> **Required work**: Rewrite the listing from the line with "Task: the pointer indicates each instance of the blue-grey" up to and including the line with "[[684, 62]]", switching "ginger root" to "ginger slice" and leaving everything else as it is.
___ Data supplied ___
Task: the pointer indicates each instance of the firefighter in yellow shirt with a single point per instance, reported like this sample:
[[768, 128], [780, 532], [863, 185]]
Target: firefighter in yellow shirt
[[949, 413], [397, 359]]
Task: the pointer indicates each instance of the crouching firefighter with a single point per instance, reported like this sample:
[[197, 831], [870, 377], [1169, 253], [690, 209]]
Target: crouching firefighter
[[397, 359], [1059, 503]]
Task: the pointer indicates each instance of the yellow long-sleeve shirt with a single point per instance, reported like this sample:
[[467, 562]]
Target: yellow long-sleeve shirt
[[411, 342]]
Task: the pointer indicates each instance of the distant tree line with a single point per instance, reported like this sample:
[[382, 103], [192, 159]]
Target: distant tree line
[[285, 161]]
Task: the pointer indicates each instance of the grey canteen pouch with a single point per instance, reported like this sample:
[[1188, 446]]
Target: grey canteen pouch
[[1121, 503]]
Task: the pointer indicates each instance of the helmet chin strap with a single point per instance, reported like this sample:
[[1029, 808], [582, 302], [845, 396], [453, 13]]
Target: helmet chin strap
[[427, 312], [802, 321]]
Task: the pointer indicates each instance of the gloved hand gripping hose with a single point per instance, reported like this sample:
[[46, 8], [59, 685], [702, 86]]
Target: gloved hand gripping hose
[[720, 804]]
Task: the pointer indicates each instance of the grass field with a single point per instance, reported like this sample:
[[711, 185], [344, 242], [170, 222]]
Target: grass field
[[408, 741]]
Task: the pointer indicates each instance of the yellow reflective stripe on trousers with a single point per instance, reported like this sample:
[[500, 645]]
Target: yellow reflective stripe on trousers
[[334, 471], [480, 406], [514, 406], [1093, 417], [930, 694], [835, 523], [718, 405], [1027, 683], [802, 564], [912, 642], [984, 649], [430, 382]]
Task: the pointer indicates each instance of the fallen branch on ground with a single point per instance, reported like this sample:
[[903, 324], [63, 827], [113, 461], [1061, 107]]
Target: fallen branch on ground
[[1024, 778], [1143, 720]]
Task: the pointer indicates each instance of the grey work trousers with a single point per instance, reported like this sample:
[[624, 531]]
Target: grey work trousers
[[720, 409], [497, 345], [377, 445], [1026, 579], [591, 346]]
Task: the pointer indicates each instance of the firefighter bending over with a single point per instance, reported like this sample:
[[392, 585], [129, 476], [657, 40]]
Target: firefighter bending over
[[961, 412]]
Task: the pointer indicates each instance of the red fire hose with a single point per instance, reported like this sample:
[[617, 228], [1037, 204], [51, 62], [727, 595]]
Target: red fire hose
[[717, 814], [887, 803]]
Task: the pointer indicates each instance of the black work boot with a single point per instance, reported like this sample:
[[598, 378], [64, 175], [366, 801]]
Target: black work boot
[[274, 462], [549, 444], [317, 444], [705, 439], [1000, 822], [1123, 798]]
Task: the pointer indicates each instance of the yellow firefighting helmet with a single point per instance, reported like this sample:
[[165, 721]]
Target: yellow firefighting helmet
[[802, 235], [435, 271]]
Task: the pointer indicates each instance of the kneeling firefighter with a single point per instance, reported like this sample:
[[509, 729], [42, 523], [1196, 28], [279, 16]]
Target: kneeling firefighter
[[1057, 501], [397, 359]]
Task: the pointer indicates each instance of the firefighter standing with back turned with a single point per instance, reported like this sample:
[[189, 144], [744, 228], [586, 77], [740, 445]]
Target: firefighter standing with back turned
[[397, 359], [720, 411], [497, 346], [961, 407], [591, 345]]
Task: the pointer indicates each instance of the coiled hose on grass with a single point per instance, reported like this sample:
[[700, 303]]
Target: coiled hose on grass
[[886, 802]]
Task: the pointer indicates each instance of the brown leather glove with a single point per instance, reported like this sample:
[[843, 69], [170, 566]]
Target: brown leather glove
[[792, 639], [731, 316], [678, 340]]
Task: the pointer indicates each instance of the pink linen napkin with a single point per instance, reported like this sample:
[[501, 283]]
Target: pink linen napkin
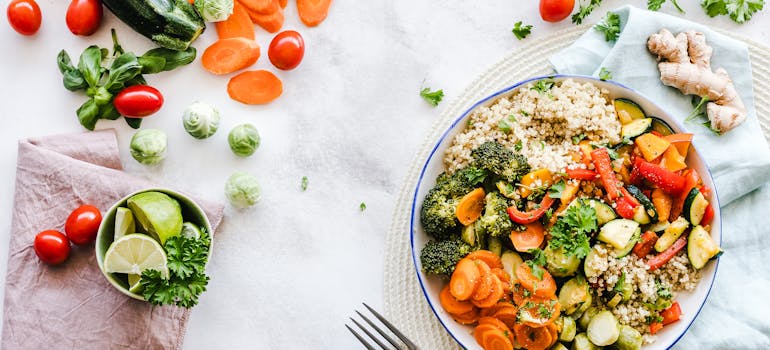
[[72, 306]]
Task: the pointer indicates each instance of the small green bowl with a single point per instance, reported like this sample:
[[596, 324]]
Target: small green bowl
[[105, 236]]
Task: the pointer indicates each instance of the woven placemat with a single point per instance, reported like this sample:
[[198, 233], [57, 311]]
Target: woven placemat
[[404, 301]]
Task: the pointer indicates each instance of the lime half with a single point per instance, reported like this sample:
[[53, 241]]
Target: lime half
[[134, 253], [124, 223]]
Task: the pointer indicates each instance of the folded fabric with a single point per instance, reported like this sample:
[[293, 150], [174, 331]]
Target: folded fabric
[[740, 159], [72, 306]]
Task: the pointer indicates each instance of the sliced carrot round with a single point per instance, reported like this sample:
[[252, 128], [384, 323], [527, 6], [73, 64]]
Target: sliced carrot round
[[229, 55], [491, 259], [464, 279], [452, 305], [545, 287], [255, 87]]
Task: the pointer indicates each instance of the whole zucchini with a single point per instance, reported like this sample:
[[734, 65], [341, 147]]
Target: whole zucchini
[[172, 24]]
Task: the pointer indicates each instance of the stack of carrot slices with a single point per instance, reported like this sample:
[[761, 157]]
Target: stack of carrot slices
[[507, 314], [237, 49]]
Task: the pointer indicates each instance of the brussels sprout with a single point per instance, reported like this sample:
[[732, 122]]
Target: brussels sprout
[[244, 140], [242, 190], [201, 120], [148, 146], [214, 10]]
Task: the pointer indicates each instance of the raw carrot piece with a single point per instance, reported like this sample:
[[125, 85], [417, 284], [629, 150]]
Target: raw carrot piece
[[464, 279], [469, 207], [491, 259], [229, 55], [270, 21], [533, 338], [260, 6], [532, 237], [237, 25], [545, 287], [452, 305], [255, 87], [313, 12]]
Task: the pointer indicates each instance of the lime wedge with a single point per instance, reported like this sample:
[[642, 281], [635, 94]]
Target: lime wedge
[[124, 223], [134, 253], [133, 283]]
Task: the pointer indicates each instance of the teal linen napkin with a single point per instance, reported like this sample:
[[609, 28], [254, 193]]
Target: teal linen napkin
[[735, 316], [740, 159]]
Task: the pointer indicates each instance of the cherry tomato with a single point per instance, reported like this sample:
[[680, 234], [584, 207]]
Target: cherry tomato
[[556, 10], [286, 50], [52, 247], [84, 16], [82, 224], [24, 16], [138, 101]]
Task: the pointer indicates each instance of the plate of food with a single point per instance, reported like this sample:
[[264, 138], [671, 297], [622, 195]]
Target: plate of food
[[565, 212]]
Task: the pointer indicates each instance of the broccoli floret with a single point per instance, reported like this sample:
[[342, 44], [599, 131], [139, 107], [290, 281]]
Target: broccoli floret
[[495, 221], [440, 257], [503, 162]]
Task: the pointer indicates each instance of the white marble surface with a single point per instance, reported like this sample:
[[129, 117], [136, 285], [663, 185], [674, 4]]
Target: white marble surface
[[287, 273]]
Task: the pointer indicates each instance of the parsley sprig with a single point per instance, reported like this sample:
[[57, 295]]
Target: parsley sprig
[[186, 263]]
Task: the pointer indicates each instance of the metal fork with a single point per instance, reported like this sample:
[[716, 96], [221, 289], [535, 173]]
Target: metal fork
[[408, 343]]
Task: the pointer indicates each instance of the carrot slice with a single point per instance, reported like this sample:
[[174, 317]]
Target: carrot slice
[[532, 237], [496, 340], [464, 279], [452, 305], [229, 55], [313, 12], [533, 338], [269, 21], [491, 259], [495, 294], [255, 87], [545, 287], [237, 25], [260, 6]]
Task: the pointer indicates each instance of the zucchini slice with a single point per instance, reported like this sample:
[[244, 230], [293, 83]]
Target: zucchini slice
[[604, 212], [695, 206], [628, 110], [618, 232], [671, 234], [644, 201], [635, 128], [701, 247], [661, 126]]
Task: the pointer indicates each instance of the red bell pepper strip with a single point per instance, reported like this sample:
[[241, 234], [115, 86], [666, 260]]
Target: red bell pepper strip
[[531, 216], [666, 180], [655, 327], [581, 174], [672, 314], [645, 245], [662, 258], [601, 159]]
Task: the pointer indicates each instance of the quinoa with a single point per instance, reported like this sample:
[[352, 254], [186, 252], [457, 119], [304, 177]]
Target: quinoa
[[676, 275], [542, 125]]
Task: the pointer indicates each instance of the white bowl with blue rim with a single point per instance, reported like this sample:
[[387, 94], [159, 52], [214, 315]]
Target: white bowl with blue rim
[[690, 302]]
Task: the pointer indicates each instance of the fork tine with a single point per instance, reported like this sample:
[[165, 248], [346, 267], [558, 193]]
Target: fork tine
[[379, 330], [360, 338], [371, 336], [392, 328]]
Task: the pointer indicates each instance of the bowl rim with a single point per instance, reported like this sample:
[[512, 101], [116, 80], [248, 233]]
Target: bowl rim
[[509, 89], [103, 227]]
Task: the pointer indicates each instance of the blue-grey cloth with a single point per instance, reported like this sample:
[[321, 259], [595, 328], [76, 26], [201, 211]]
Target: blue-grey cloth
[[737, 313]]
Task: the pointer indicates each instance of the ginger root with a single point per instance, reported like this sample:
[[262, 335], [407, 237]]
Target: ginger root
[[684, 62]]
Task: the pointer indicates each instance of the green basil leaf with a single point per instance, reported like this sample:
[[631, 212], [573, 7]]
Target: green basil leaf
[[134, 122], [151, 64], [90, 65], [174, 58], [88, 114]]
___
> **Output**:
Task: the pointer indicates each instance of the blue-grey cloth with a single point per instance, reported like this sample:
[[321, 259], [595, 328], [76, 26], [201, 211]]
Target: blue-grey cloth
[[737, 313]]
Task: the pointer indicates each instance of the ginger slice with a single point per instance, reported like this sample:
[[262, 335], [407, 237]]
Target: ginger slice
[[684, 62]]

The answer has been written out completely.